● Exercise requirements
Convert the records below into a numbered list, one entry per line and no blank lines, starting with the line that contains "Could you indicate the light switch" and ending with the last line of the records.

● Information supplied
· · · ·

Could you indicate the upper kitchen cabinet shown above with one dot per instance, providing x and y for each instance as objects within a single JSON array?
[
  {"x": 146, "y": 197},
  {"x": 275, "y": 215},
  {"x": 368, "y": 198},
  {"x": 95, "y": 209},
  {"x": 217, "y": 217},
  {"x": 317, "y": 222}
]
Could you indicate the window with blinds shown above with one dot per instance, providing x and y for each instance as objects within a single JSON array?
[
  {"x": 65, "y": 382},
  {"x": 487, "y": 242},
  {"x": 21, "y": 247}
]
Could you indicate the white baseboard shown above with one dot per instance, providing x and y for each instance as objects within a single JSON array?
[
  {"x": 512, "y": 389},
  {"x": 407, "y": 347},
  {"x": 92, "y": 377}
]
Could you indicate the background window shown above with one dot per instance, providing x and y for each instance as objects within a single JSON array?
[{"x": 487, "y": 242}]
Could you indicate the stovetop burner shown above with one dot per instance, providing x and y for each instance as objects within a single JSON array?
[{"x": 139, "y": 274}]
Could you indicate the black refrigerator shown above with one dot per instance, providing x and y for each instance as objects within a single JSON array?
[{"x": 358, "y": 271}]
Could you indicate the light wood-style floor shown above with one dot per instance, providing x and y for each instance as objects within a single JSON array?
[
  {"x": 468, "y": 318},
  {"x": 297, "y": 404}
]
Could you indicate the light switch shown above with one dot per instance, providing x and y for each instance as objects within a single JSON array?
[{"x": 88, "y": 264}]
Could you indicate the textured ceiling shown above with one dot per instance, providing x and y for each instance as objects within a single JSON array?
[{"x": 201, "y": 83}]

· · · ·

● Response below
1. Could you indicate the light switch shown above with one dot per instance, providing x and y for each instance as objects within a single JSON array?
2. [{"x": 88, "y": 264}]
3. Could you indicate the textured ceiling shown above with one dot per instance, providing x and y for each instance as objects within a single JSON array?
4. [{"x": 201, "y": 83}]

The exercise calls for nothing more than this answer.